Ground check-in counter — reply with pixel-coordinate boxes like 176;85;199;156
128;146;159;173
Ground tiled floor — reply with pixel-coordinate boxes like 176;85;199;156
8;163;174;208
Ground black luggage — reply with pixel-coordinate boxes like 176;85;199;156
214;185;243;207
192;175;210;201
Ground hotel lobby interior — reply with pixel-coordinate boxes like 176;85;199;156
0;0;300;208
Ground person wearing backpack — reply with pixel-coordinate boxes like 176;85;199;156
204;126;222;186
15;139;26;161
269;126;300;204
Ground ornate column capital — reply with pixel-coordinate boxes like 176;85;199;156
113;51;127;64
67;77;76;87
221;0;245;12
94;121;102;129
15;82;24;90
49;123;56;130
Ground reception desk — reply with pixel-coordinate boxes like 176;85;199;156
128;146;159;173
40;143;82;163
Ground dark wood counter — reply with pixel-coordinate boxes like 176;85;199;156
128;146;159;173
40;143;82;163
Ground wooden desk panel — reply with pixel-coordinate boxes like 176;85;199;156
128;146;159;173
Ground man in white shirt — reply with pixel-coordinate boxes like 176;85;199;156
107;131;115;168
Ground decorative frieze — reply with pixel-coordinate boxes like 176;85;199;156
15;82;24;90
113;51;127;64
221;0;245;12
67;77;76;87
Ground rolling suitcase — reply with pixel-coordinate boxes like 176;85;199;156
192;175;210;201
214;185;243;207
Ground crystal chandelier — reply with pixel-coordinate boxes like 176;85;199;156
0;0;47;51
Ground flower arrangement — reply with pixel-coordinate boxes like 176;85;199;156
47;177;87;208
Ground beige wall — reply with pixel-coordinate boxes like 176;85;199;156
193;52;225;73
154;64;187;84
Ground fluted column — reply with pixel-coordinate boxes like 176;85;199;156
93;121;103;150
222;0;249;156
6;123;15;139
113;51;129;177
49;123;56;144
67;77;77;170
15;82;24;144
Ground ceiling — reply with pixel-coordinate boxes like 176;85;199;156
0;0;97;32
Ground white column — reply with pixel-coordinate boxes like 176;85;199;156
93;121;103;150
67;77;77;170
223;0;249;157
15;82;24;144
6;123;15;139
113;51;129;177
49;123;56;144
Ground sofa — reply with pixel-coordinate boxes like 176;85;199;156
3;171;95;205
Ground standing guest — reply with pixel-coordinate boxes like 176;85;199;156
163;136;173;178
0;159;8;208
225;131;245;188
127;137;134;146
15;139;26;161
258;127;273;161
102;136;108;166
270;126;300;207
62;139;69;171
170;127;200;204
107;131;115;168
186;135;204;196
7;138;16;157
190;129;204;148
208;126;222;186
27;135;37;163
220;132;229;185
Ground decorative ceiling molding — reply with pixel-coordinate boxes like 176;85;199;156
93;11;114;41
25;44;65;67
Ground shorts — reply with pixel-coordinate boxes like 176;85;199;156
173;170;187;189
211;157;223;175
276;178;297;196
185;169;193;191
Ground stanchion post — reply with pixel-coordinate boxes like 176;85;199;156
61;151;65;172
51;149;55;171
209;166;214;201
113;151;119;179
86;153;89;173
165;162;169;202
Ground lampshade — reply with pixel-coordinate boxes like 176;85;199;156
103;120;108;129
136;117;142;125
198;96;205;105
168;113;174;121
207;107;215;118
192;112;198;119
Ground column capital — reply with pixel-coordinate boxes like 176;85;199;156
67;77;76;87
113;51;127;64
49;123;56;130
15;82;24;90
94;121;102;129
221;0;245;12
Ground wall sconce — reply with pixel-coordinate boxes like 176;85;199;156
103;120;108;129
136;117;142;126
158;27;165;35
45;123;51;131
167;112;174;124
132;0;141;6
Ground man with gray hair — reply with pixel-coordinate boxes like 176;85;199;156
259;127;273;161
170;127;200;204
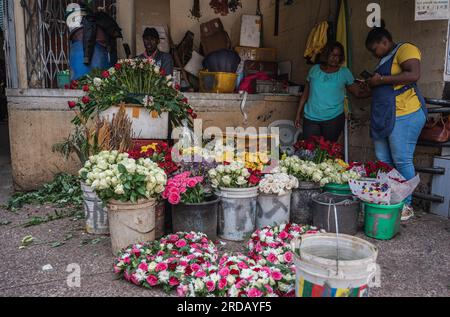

□ □ □ □ □

_Task details_:
Can you repeat every entry above word for word, leaving out the picture?

_Correct answer_:
Ground check-in counter — reply with pixel-coordinate boxes like 176;85;199;156
128;146;159;173
Ground tiled floor — reply with pixel-coordinate boxes like 176;85;199;156
8;163;174;208
Ground black luggage — reply with pixel-coordinate boxes like 176;85;199;156
214;185;243;207
192;175;210;201
Ground hotel lobby interior — reply with pixel-coordinate boxes like 176;85;199;156
0;0;300;208
Ground person wearing backpack — reply with pixel-coordinate boxes like 176;85;199;156
204;126;222;186
15;139;26;161
269;126;300;204
Ground ornate column capital — reply with pixel-coordinate boxes like 176;85;199;156
113;51;127;64
67;77;76;87
221;0;245;12
94;121;102;129
15;82;24;90
49;123;56;130
Ground reception desk — reply with pixel-coordinate boxes like 176;85;199;156
128;146;159;173
40;143;82;163
Ground dark wood counter — reply with pixel-coordinate boxes like 176;85;199;156
128;146;159;173
40;143;82;163
Ground wooden desk panel — reply with pixel-coordinate boxes like 176;85;199;156
128;146;159;173
Ground man in white shirt — reply with pixel-coordinate boxes like 176;85;199;156
107;131;115;168
Ground decorative frieze — reply with pixel-coordinate boxes like 176;85;199;156
15;82;24;90
113;51;127;64
221;0;245;12
67;77;76;87
Ground rolling suitcase — reply with pixel-coordinate boxes like 176;85;199;156
192;175;210;201
214;185;243;207
Ground crystal chandelier — reply with pixel-coordinate boxes like 176;85;199;156
0;0;47;51
Ground flower arrangement — reply with pixel-coordinate boxes like 176;85;199;156
47;177;87;208
Ground beige wall — reply with pixel-coordinate boxes like 176;85;199;156
193;52;225;73
154;64;187;84
Ground fluted column — reply with pixel-coordinate boxes like 176;85;199;156
93;121;103;150
222;0;249;156
6;123;15;139
113;51;129;177
49;123;56;144
67;77;77;170
15;82;24;144
Ground ceiling — reply with pixel-coordinate boxes like 176;85;199;156
0;0;97;32
Ground white column — reply with pixel-coordinate boxes like 176;85;199;156
93;121;103;150
67;77;77;170
223;0;249;157
15;82;24;144
6;123;15;139
113;51;129;177
49;123;56;144
Ground sofa — reply with pixel-coordinate boxes like 176;85;199;156
3;171;95;205
Ground standing guest — reply with pixel-coordinate boxes like 176;85;199;156
163;136;173;178
0;159;8;208
225;131;245;188
127;137;134;146
15;139;26;161
258;127;273;161
102;136;108;166
270;126;300;207
62;139;69;171
170;127;200;204
107;131;115;168
186;135;204;196
7;138;16;157
190;129;204;148
208;126;222;186
27;135;37;163
220;132;229;185
Ground decorative ceiling molding — reply with pixel-coordinate boxes like 176;85;199;156
93;11;114;41
25;44;65;67
Ground shorts — reply with pixel-coordinate boxes like 176;85;199;156
173;170;187;189
211;157;223;175
276;178;297;196
185;169;193;191
Ground stanchion post — reply with pixel-coordinate boxes like 176;85;199;156
61;151;65;172
51;149;55;171
209;166;214;201
113;151;119;179
86;153;89;173
165;162;169;202
Ground lampshade — reply with pixel-coordinate boxes like 176;85;199;156
103;120;108;129
136;117;142;125
198;96;205;105
168;113;174;121
207;107;215;118
192;112;198;119
Ground column capital — reply with pixel-coordinate boxes like 176;85;199;156
67;77;76;87
113;51;127;64
49;123;56;130
15;82;24;90
94;121;102;129
221;0;245;12
Ground wall sconce — reply with pixel-coordinate boxes like 176;85;199;156
103;120;108;129
136;117;142;126
158;27;165;35
45;123;51;131
167;112;174;124
132;0;141;6
Ground man with gray hair — reply with pixel-coordinate boxes like 176;85;199;156
259;127;273;161
170;127;200;204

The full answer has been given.